:: 本文

試行回数と誤差の推移について見ていきます。

ax = sns.lineplot(x='n', y='RMSE', data=cv_rmse)
ax.set_title(f'Cross-Validation Results KNN | Best N: {best_n:d} | Best RMSE: {best_rmse:.2f}');

観測値 vs 予測値

pipe = Pipeline([('scaler', StandardScaler()),
                ('knn', KNeighborsRegressor(n_neighbors=best_n))])
y_pred = cross_val_predict(pipe, X, y, cv=5)

ax = sns.scatterplot(x=y, y=y_pred)
y_range = list(range(int(y.min() + 1), int(y.max() + 1)))
pd.Series(y_range, index=y_range).plot(ax=ax, lw=2, c='darkred');

交差検定の誤差

error = (y - y_pred).rename('Prediction Errors')

scores = dict(
   rmse=np.sqrt(mean_squared_error(y_true=y, y_pred=y_pred)),
   rmsle=np.sqrt(mean_squared_log_error(y_true=y, y_pred=y_pred)),
   mean_ae=mean_absolute_error(y_true=y, y_pred=y_pred),
   median_ae=median_absolute_error(y_true=y, y_pred=y_pred),
   r2score=explained_variance_score(y_true=y, y_pred=y_pred)
)

fig, axes = plt.subplots(ncols=3, figsize=(15, 5))
sns.scatterplot(x=y, y=y_pred, ax=axes[0])
axes[0].set_xlabel('Log Price')
axes[0].set_ylabel('Predictions')
axes[0].set_ylim(11, 16)
sns.distplot(error, ax=axes[1])
pd.Series(scores).plot.barh(ax=axes[2], title='Error Metrics')
fig.suptitle('Cross-Validation Regression Errors', fontsize=24)
fig.tight_layout()
plt.subplots_adjust(top=.8);

グリッドサーチCV

詳細はsklearnを確認。ここもパラメーターチューニングになります。

pipe = Pipeline([('scaler', StandardScaler()), 
                ('knn', KNeighborsRegressor())])

n_folds = 5
n_neighbors = tuple(range(5, 101, 5))

param_grid = {'knn__n_neighbors': n_neighbors}

estimator = GridSearchCV(estimator=pipe,
                        param_grid=param_grid,
                        cv=n_folds,
                        scoring=rmse_score,
#                          n_jobs=-1
                       )
estimator.fit(X=X, y=y)

'''
GridSearchCV(cv=5,
            estimator=Pipeline(steps=[('scaler', StandardScaler()),
                                      ('knn', KNeighborsRegressor())]),
            param_grid={'knn__n_neighbors': (5, 10, 15, 20, 25, 30, 35, 40, 45,
                                             50, 55, 60, 65, 70, 75, 80, 85,
                                             90, 95, 100)},
            scoring=make_scorer(rmse))

::::
:: 利用可能なデータ

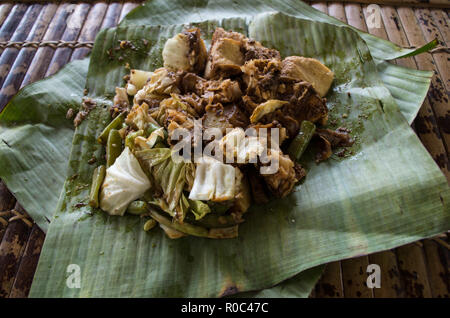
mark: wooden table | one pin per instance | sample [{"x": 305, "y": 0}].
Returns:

::::

課題 1 | KNN回帰の解説で、辞書scoresに定義されているキーをすべて挙げる。
課題 2 | KNN回帰の解説を、最後に示された部分の続きから書き継いでください。
資料はこの作業には関係しない。

期待される出力 1 | rmse、rmsle、mean_ae、median_ae、r2score

期待される出力 2 |
'''

cv_results = estimator.cv_results_

test_scores = pd.DataFrame({fold: cv_results[f'split{fold}_test_score'] for fold in range(n_folds)}, 
                          index=n_neighbors).stack().reset_index()
test_scores.columns = ['k', 'fold', 'RMSE']

mean_rmse = test_scores.groupby('k').RMSE.mean()
best_k, best_score = mean_rmse.idxmin(), mean_rmse.min()

sns.pointplot(x='k', y='RMSE', data=test_scores, scale=.3, join=False, errwidth=2)
plt.title('Cross Validation Results')
sns.despine()
plt.tight_layout()
plt.gcf().set_size_inches(10, 5);

訓練と評価カーブをyellowbricksで見る。

yellowbricksとは機械学習の視覚化のためのツールです。こちらをご参照ください。学習曲線についてはこちら。

fig, ax = plt.subplots(figsize=(16, 9))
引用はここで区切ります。